**INSTRUCTIONS TO FOLLOW:**
How many lines in the records below contain the word "door"? Case counts. Reply with the number alone.

**Records from a dataset:**
════════════════════

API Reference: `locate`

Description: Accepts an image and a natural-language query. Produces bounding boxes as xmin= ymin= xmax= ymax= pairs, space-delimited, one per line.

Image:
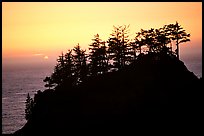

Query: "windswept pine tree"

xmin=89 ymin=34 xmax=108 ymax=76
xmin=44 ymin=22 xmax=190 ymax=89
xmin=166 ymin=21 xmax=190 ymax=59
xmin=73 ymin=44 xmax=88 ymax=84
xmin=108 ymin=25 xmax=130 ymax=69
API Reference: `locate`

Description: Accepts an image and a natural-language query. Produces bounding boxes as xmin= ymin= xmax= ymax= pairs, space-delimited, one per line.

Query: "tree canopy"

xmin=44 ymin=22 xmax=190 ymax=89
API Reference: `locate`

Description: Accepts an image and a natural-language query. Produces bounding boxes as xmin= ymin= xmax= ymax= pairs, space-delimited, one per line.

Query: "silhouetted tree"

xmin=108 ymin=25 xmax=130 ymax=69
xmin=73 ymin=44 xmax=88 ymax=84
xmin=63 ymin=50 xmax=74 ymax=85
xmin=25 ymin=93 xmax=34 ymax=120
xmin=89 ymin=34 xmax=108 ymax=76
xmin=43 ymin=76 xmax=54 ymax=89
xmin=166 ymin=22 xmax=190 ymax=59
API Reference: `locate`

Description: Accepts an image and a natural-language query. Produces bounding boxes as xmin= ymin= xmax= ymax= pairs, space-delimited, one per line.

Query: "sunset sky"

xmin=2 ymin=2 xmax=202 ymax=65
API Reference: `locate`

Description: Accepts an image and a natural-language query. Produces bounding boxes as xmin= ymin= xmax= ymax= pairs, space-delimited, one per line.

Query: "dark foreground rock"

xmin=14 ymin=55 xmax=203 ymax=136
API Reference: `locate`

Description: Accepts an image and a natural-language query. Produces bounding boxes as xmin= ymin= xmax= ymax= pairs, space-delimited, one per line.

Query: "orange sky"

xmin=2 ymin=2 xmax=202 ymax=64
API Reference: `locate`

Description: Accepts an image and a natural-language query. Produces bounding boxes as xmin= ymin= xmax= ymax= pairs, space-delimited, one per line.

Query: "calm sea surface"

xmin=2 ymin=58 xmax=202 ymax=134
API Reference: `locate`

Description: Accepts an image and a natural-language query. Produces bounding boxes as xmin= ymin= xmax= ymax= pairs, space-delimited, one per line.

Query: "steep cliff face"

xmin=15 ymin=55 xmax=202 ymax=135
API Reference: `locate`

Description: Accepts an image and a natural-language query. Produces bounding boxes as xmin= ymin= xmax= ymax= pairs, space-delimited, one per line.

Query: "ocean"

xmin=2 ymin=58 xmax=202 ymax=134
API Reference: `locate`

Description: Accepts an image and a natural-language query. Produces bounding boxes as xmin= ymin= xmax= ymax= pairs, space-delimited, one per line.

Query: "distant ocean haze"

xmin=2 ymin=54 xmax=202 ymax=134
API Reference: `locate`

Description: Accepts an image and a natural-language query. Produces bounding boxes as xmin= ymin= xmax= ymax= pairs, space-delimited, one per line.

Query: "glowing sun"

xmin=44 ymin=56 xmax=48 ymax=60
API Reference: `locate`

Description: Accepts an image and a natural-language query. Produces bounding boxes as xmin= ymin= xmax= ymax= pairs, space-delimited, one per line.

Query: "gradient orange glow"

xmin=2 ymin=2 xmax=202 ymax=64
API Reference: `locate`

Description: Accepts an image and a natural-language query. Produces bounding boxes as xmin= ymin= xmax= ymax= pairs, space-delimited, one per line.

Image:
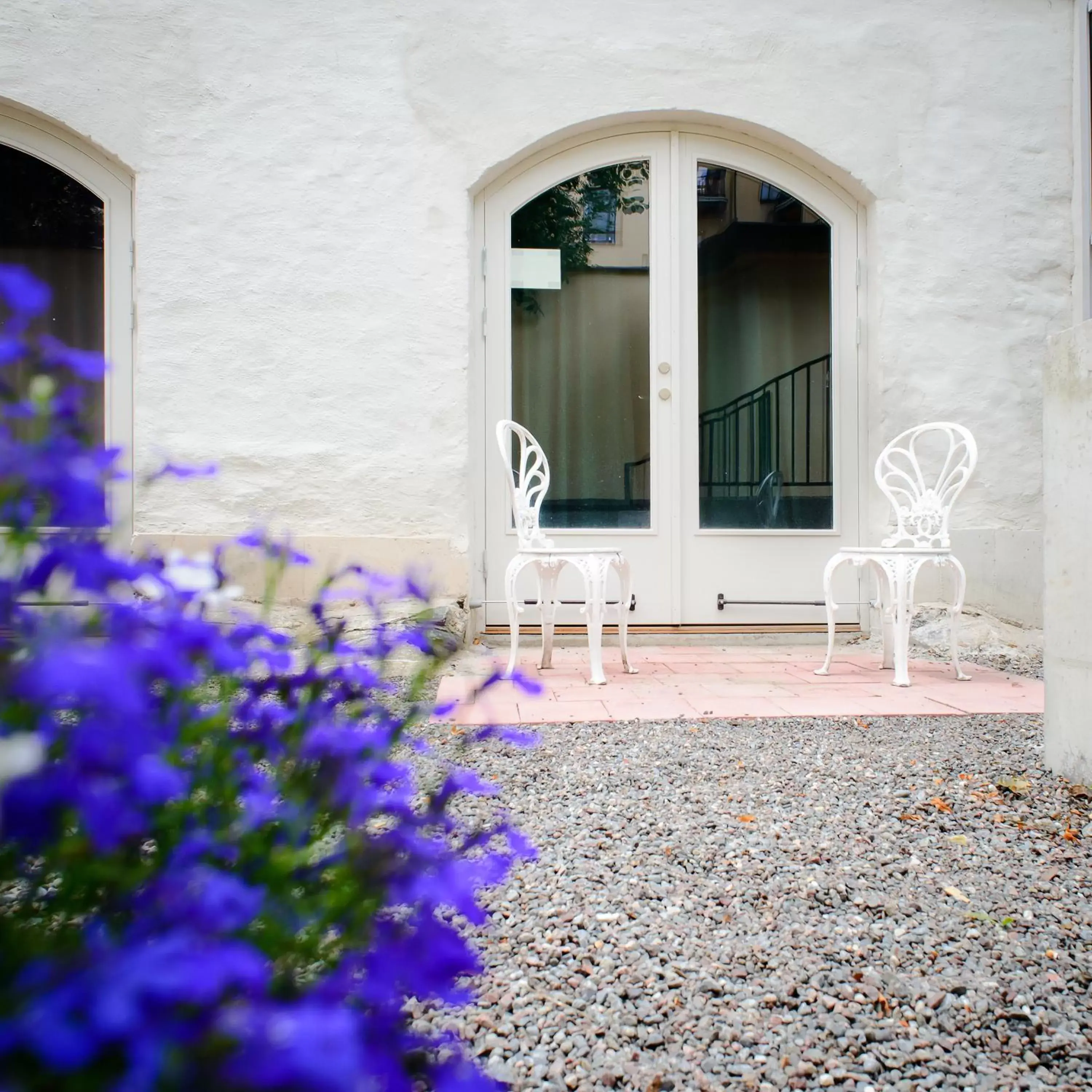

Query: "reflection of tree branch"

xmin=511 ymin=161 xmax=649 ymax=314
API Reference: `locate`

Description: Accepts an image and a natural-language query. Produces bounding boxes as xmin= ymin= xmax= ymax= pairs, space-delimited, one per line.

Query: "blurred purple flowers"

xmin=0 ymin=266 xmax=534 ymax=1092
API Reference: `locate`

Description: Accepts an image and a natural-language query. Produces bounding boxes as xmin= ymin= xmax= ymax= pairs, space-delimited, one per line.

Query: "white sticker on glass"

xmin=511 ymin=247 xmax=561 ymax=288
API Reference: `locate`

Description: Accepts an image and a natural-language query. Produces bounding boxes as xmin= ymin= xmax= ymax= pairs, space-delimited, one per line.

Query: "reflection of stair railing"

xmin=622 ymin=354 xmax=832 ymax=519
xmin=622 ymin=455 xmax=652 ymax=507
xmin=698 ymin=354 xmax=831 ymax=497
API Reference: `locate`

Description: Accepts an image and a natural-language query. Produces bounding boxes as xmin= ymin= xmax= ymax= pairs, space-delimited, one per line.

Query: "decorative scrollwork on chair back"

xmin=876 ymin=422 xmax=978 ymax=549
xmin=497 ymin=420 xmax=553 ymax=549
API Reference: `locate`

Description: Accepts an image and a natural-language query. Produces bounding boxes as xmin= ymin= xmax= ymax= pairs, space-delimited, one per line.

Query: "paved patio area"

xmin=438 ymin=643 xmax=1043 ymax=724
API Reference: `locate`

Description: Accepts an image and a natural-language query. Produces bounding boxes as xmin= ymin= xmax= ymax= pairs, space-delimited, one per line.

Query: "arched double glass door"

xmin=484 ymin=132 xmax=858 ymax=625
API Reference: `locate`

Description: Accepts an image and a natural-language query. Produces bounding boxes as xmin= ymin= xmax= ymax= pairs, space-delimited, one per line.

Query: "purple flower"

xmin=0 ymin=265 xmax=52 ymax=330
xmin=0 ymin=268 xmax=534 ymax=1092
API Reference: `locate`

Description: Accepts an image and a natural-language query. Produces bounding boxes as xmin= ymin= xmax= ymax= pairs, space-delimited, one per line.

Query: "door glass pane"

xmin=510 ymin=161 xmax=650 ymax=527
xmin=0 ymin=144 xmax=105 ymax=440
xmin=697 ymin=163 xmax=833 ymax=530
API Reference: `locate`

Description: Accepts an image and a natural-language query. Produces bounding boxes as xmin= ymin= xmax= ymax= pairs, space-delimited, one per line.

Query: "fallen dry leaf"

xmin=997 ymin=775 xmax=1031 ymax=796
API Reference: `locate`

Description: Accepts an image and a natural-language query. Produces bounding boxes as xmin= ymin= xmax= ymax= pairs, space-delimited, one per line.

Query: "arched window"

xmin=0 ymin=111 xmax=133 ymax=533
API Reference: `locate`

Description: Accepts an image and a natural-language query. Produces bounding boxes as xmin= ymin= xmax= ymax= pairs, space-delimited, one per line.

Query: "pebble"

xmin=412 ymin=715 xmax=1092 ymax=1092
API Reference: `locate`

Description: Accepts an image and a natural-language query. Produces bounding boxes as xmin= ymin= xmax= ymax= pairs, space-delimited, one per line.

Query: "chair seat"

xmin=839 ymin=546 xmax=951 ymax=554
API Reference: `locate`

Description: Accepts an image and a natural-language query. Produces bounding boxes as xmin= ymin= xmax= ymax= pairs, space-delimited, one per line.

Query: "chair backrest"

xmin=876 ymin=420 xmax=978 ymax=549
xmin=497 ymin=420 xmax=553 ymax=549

════════════════════

**RESULT:**
2